Rund 100 Menschen sorgen in Düsseldorf dafür, dass dieses Kunststück gelingt. Sie erforschen und entwickeln neue Inhaltsstoffe im Hinblick auf ihre Praxistauglichkeit. Dabei heraus kommen Resultate wie zum Beispiel Euperlan® OP White. Das Trübungsmittel verleiht Shampoos und Duschgels ein milchig-weißes Aussehen. Weil es im Gegensatz zu herkömmlichen Varianten aus Wachs besteht, kann es leicht biologisch abgebaut werden. Ebenso aus Wachs sind die Peelingperlen von Cegesoft® Peel, die BASF kürzlich entwickelt hat. Um auch die Haptik einer Rezeptur genaustens zu definieren und zu beschreiben, werden diese in einem speziellen Labor von geschulten Probanden getestet. In einem anderen Laborbereich gibt es sogar Roboter, mit denen z.B. Shampoo-Rezepturen mit Echthaar aus der ganzen Welt getestet werden – indem sie das Haar etwa kämmen, waschen, färben oder bleichen. Weil die BASF-Inhaltsstoffe in Produkten auf der ganzen Welt angewendet werden, müssen auch regionale Geschmäcker bei der Entwicklung von kosmetischen Rezepturen berücksichtigt werden. „Dafür machen wir auch Verbraucherstudien und tauschen uns eng mit unseren Kunden, den Kosmetikherstellern, aus. Alle Rezepturen, die hier oder in einem anderen kosmetischen Anwendungslabor der BASF entwickelt wurden, verwalten wir in einer globalen Datenbank“, erklärt Dr. Hans-Martin Haake.

GEGEBENE DATEN:

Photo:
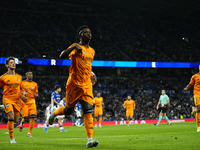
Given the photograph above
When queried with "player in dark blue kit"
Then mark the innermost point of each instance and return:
(77, 109)
(55, 104)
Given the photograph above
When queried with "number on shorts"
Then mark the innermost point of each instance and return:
(70, 96)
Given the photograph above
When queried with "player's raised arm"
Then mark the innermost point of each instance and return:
(65, 54)
(158, 104)
(192, 81)
(93, 78)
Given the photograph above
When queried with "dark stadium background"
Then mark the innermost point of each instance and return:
(128, 30)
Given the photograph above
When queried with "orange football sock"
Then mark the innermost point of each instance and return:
(22, 121)
(100, 120)
(127, 121)
(88, 124)
(11, 129)
(31, 124)
(95, 120)
(59, 111)
(198, 119)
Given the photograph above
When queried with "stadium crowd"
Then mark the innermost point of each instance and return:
(40, 29)
(145, 93)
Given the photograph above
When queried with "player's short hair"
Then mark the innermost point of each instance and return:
(8, 59)
(81, 28)
(57, 87)
(28, 71)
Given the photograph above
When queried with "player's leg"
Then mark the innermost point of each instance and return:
(127, 120)
(194, 111)
(100, 117)
(87, 111)
(72, 94)
(33, 112)
(46, 125)
(25, 117)
(60, 122)
(198, 118)
(96, 114)
(160, 118)
(165, 116)
(13, 115)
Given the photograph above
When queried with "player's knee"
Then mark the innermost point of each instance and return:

AUFGABENSTELLUNG 1:
Beantworten Sie anhand des Textauszugs über die Kosmetikforschung der BASF folgende Fragen:
(a) Wie viele Menschen entwickeln in Düsseldorf neue Inhaltsstoffe?
(b) Welches Aussehen verleiht Euperlan® OP White Shampoos und Duschgels?
(c) Was tun die Roboter im Labor mit dem Echthaar?
AUFGABENSTELLUNG 2:
Schreiben Sie den Textauszug über die Kosmetikforschung der BASF ab seinem letzten Satz weiter.

LÖSUNG 1:
(a) Rund 100 Menschen.
(b) Ein milchig-weißes Aussehen.
(c) Sie kämmen, waschen, färben oder bleichen es.

LÖSUNG 2:
„Wenn wir alle nachhaltig sein wollen, dann müssen wir auch bereit sein, die Kosten zu tragen.“
Der Wunsch nach nachhaltigen Kosmetikprodukten ist groß auf Verbraucherseite. Entsprechend wollen auch die BASF-Kunden immer häufiger Lösungen aus nachwachsenden Rohstoffen und nachhaltiger Landwirtschaft. „Wir bieten unsere Personal-Care-Spezialitäten zum Beispiel nur noch auf Basis von zertifiziertem Palmkernöl an. Unsere Kunden gehen diesen Schritt offensichtlich gerne mit“, erklärt Dr. Levent Yüksel. Bei all dem guten Willen stößt man aber auch an Grenzen: Zertifiziertes Palmkernöl etwa ist nur in bestimmten Mengen verfügbar, und viele Wettbewerber wollen es auch. Das alles verursacht viel Aufwand und Kosten. Im Vergleich zu Entwicklung, Vertrieb und Marketing eines Produktes sind das aber geringe Kosten. Mit Blick in die Zukunft sagt Dr. Levent Yüksel: „Wenn wir alle nachhaltig sein wollen, dann müssen wir auch bereit sein, die Kosten zu tragen. Je mehr Menschen mitmachen, desto interessanter und wirtschaftlicher wird das. Wenn zum Beispiel alle Shampoos auf dieser Welt nachhaltig wären, wäre das auch kaum teurer für den Endverbraucher.“ •
• Düsseldorf ist der weltweit größte BASF-Standort für die Produktion von kosmetischen Inhaltsstoffen (z.B. für Shampoos, Duschgels, Körperlotion).
• In Düsseldorf beschäftigt BASF 1.200 Mitarbeiter, in Monheim (Verwaltungssitz) und Düsseldorf zusammen sind es insgesamt 1.500.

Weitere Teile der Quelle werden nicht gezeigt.